It's not a protest if it doesn't inconvenience who you're protesting. All real protesters are arrested, because they inconvenience power (who have but the way made all inconvenient protests illegal).
I'm proud of these guys for standing up for what they believe in. Solidarity.
Protest should intend on being an inconvenience, though arrest should be avoided if at all possible. It absolutely kills longevity and leads to people making arrest a core intention while rambling about non-violence. Really what you want is to have strategy and numbers that spook cops enough to not bother because they won't if they think its going to be too much trouble for them.
Well they actually changed the motto because "don't be evil" was too ambiguous. The motto now is "do the right thing". It's now okay to be evil, as long as you're "doing the right thing".
Yeah, of all the things google has done, rewrite "don't be evil" is really not one of them. Didn't their parent company also pick up the motto as well?

__Dataset extract__
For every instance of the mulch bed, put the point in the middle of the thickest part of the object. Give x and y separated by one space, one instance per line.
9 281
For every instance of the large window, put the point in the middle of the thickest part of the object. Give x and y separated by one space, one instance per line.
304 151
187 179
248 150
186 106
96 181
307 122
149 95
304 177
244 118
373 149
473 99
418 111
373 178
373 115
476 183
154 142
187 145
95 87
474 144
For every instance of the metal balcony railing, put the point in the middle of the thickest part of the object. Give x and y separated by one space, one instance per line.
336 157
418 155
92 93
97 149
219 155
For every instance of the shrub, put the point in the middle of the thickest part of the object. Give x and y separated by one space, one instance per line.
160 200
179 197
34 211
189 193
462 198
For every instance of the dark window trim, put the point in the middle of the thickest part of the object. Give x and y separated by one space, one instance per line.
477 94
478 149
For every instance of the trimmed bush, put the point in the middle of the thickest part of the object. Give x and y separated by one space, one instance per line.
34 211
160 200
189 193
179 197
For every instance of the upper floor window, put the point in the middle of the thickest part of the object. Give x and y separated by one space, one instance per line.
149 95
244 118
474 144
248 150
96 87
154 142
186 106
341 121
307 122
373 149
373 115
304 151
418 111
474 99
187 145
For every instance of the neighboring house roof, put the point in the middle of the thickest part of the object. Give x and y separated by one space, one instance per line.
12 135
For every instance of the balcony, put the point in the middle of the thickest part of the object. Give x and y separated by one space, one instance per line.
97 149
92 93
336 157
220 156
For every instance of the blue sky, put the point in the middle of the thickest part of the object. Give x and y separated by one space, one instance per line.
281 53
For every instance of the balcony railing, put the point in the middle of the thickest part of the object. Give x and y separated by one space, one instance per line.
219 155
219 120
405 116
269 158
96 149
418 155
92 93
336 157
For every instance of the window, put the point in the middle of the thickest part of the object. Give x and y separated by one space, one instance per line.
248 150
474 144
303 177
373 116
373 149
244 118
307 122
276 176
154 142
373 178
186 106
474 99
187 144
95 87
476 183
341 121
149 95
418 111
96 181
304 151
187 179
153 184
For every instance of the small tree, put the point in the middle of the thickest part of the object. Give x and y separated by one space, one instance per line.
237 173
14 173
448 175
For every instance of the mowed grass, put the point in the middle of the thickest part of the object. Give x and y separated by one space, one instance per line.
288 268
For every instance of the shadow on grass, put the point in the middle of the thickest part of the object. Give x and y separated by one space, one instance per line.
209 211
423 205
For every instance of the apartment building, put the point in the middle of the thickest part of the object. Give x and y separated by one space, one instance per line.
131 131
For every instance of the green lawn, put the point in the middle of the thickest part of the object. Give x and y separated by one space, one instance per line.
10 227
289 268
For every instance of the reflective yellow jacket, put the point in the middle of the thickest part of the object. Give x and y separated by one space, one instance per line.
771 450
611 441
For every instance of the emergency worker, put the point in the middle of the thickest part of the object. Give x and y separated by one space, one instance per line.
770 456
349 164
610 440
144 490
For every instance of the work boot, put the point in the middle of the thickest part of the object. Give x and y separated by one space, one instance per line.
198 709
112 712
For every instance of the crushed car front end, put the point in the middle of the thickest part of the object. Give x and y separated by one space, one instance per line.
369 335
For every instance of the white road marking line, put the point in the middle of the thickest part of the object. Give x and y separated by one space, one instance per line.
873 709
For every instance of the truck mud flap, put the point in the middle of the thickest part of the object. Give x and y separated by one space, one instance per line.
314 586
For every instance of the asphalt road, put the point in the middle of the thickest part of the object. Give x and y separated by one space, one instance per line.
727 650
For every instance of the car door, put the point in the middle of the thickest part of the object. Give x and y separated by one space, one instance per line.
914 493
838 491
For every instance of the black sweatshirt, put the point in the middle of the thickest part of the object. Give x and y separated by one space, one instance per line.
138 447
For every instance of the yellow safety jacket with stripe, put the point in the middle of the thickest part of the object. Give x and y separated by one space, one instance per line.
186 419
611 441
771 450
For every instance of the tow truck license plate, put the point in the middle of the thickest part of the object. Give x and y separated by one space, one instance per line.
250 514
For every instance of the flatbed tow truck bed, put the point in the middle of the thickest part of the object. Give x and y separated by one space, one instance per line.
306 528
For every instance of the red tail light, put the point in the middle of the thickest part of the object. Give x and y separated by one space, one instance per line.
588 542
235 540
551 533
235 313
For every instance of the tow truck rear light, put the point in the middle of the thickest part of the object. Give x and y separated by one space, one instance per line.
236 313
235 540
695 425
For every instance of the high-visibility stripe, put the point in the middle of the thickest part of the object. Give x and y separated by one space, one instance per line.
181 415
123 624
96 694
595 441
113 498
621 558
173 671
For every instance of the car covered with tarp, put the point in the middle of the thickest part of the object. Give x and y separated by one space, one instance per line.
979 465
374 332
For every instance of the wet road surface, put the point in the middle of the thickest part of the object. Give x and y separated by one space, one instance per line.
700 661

__Instruction 1__
From the discussion about protest and Google's motto, list each different phrase set in quotation marks.
__Instruction 2__
Write the next comment in the discussion about protest and Google's motto, picking up after its final comment.

__Reply 1__
- "don't be evil"
- "do the right thing"
- "doing the right thing"

__Reply 2__
It's impossible to target all of them, yes. But that's why BDS creates a targeted list of the worst offenders to concentrate consumer boycott pressure.
edit: this got down votes? let me explain: if you just dont buy them, someone else can. If you steal them, then whatever middleman spends the cost but doesn't make the profit. if lots of people steal them, the insurance on that cargo/merchandise goes up. it gets more expensive and eventually market forces mean those products won't get stocked, when theres any alternative.
which means they get less. you not having to go without, or even making a profit, is just a nice bonus.
Who would've thought an evil company would mistreat its employees. They literally work for a corporation whose main business involves violating your human rights, if they really care they wouldn't have worked there in the first place.
Instead they should just work for all those good companies that's everywhere under capitalism. Workers don't have a say in company policy and companies are as bad as they can be. The fact that nestle murder more people than Fazer , isn't about that one is more "evil" than the other, it's what they can get away with. Evil is a childish concept.
The anti BDS laws are relevant to companies, not workers. Though it is still hilarious to me that we can't have religious freedom because companies have a first amendment right however they can't exercise that right in regards to Israel.
The GOP is just so transparently making shit up as they go along for their own convenience.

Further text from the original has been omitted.